> [Work order]:
Retype the data that follows exactly. No pictures belong in the copy.

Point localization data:
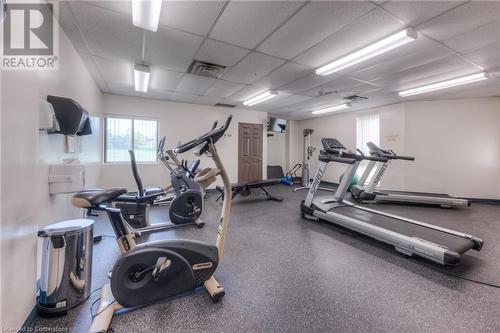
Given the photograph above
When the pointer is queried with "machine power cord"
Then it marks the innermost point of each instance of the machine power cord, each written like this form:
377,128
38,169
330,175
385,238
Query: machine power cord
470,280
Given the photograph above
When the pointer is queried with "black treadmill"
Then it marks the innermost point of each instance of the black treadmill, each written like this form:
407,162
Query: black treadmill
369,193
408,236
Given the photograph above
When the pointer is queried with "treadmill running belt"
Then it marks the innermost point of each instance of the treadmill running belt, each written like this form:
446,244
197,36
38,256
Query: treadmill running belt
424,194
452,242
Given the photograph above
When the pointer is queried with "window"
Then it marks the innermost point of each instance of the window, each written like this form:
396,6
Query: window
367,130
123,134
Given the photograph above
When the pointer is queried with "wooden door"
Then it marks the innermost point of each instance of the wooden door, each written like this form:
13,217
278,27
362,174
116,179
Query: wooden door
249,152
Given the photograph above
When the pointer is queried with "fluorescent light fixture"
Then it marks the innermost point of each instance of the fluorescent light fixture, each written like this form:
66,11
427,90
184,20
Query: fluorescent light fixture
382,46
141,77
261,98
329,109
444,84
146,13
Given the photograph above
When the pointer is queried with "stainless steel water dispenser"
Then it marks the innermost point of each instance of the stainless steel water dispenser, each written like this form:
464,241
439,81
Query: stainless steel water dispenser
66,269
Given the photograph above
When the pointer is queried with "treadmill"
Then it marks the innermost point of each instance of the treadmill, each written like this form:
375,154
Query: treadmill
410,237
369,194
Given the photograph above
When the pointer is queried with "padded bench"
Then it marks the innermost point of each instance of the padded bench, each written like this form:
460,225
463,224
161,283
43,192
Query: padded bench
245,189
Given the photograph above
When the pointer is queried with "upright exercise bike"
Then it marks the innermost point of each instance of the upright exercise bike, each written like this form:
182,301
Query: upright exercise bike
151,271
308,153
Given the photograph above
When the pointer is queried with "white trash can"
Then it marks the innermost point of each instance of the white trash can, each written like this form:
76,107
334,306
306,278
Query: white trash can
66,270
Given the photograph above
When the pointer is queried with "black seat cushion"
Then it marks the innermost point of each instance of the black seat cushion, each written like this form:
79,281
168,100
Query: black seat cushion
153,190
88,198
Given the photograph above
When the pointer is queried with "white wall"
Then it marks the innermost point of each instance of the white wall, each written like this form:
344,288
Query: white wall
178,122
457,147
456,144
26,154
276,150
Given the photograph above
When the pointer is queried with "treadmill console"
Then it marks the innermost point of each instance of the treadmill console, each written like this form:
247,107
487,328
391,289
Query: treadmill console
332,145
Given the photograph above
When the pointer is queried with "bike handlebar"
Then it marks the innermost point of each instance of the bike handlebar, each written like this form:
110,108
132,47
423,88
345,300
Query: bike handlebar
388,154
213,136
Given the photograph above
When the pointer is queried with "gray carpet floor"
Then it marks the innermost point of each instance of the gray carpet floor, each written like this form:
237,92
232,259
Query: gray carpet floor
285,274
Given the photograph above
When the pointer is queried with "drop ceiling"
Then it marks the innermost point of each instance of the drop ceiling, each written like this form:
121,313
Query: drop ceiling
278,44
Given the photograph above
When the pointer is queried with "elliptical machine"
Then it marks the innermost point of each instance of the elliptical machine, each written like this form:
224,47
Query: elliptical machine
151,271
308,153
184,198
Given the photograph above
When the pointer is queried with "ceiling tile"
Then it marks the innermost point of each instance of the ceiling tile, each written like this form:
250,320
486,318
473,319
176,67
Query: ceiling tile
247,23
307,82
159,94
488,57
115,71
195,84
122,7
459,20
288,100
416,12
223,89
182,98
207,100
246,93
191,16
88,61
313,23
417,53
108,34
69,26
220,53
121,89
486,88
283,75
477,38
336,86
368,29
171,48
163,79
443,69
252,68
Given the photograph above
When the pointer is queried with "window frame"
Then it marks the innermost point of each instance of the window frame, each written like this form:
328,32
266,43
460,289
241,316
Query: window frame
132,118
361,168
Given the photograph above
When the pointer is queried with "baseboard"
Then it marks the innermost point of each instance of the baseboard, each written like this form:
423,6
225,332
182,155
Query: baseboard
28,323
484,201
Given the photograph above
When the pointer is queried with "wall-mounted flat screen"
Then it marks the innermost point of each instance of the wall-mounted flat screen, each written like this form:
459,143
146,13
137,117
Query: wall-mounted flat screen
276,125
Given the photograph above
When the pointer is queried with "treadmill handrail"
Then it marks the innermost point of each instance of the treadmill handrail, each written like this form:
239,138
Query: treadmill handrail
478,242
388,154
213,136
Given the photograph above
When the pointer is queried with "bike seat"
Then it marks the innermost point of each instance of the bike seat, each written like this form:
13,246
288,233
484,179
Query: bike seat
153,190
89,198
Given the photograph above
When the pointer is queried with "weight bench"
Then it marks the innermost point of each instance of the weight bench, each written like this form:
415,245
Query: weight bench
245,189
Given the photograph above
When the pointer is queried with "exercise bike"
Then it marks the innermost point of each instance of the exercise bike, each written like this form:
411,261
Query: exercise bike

> [Answer to the problem]:
Given the photograph above
When the pointer is queried with "machine power cord"
Then it marks the innermost point of each instance of the machine power cord, each written like this form:
377,128
38,169
330,175
385,238
Query: machine power cord
470,280
Given the photograph above
When the pointer is queried with "black treadmill"
Then it marks the innermost point of each instance of the black treadmill, each written like this form:
407,162
Query: black treadmill
369,193
408,236
Given the photograph above
When the pointer is queried with "treadmill running belt"
Then it marks the innermost point of each instance of the treadmill running belt, each written like this form:
446,244
197,36
38,256
Query: treadmill running belt
424,194
452,242
Given the photograph above
When the pointer is queried with "window"
Then it marks the innermost point of each instance of the window, each written like this form:
396,6
Query: window
367,130
123,134
Given the photograph above
When the pointer is queried with "wooden door"
Then it marks the innermost point of each instance of the wooden door, each written like this form:
13,217
278,27
362,174
116,179
Query: wooden door
249,152
Given the photograph above
When the pointer is queried with "fluorescent light fixture"
Then it marks the innermost point of each instance of the fluorescent light fixture, each written like this form:
66,11
427,90
184,20
Query: fluorescent light fixture
382,46
141,77
261,98
329,109
444,84
146,13
Given the photograph above
When the pointer is queried with "stainless steel water dispenser"
Then it marks the innermost point of each instance of the stainless steel water dispenser, each written like this form:
464,241
439,81
Query: stainless steel water dispenser
66,269
Given the photograph above
When the pointer is queried with "treadmill"
Then it marks the innermost point of each instance of the treadmill, each written like this form:
375,154
Query: treadmill
410,237
369,194
Given the photograph above
When the pointer is queried with "padded bench"
Then it marks the innermost point of each instance of the padded bench, each written like this form:
460,225
463,224
161,283
43,192
Query: padded bench
245,189
Given the photograph above
When the pointer is queried with "upright exercise bike"
Then it marks the innermost point of each instance of the upright exercise bike, each written like this form:
182,301
Query: upright exercise bike
151,271
308,153
Given the photograph above
When the pointer is queried with "white trash can"
Then it marks the innermost point of each instance of the white trash can, each written like this form:
76,107
334,306
306,278
Query: white trash can
66,270
Given the photograph above
When the pointer is queried with "black seat cushion"
Then it marks the innermost point of each instance of the black seat cushion, each written like this form:
79,281
168,100
Query: black seat cushion
153,190
88,198
Given the photograph above
When the pointer is queried with "white wall"
Then it marks the innermost point of each instance of the white wall, each written like this form:
344,288
Query: white wall
178,122
457,147
456,144
26,154
276,150
Given the photograph above
When the pointer is queried with "treadmill console"
Then it marks the innermost point of each instance of the treadmill console, each written like this form:
247,107
487,328
391,289
Query: treadmill console
332,145
Given the photograph above
When the pointer is queried with "bike handlebar"
Then it marks the innermost point of each instance of the bike handlebar, each written like this form:
110,108
132,47
423,88
345,300
Query: bike handlebar
388,154
213,136
Given the photograph above
When the pointer is queried with "gray carpet floor"
Then it marks the innermost point of each instance of the gray carpet floor, each written like this form:
237,92
232,259
Query: gray carpet floor
285,274
Given the photograph above
When the pointer is queried with "drop ceiling"
Then it marks the innermost point of each instance of the drop ceiling, each written like this form:
121,313
Query: drop ceiling
278,44
Given the photograph above
When the pointer is queried with "elliptical machine"
Then it marks the innermost point of each instance of the elliptical machine, each written like this form:
224,47
Query: elliptical machine
151,271
308,153
184,198
Given the photograph above
When the pointer is queried with "ceiling tile"
Then it marks the innermost point of each instance of the ceiling tile, each written like this form:
250,320
486,318
473,319
176,67
Query: ceiling tile
247,23
307,82
159,94
488,57
115,71
195,84
122,7
459,20
288,100
416,12
223,89
182,98
207,100
246,93
191,16
88,61
313,23
417,53
108,34
69,26
220,53
121,89
486,88
283,75
477,38
336,86
368,29
171,48
163,79
443,69
252,68
Given the photograph above
When the pointer is queried with "window frame"
Then it marks the innermost point of each instance of the window frame, each written like this form:
328,32
266,43
460,289
241,316
Query: window frame
132,118
361,168
Given the photograph above
When the pointer is queried with "baseboard"
Then it marks the innermost point of each instance of the baseboard, each written like this form:
423,6
225,332
182,155
Query: baseboard
28,323
484,201
Given the photograph above
When the pointer is queried with "wall-mounted flat screen"
Then it marks the innermost point of each instance of the wall-mounted flat screen, each written like this form:
459,143
146,13
137,117
Query: wall-mounted flat screen
276,125
Given the photograph above
When the pointer is queried with "treadmill handrail"
Then it marks the innermost point of each instance of the treadmill handrail, each written like this form:
239,138
Query: treadmill handrail
478,242
388,154
213,136
Given the photograph above
When the pointer is queried with "bike seat"
Then it marks the innermost point of each instance of the bike seat, each written like this form:
13,246
288,233
484,179
Query: bike seat
153,190
89,198
Given the photograph above
When the pointer is queried with "weight bench"
Then it marks the innermost point of each instance of the weight bench, each written like this form:
415,245
Query: weight bench
245,189
Given the photograph above
When the pointer is queried with "exercise bike"
Then it marks the innermost point of each instance of the exercise bike, each written like this form:
411,261
Query: exercise bike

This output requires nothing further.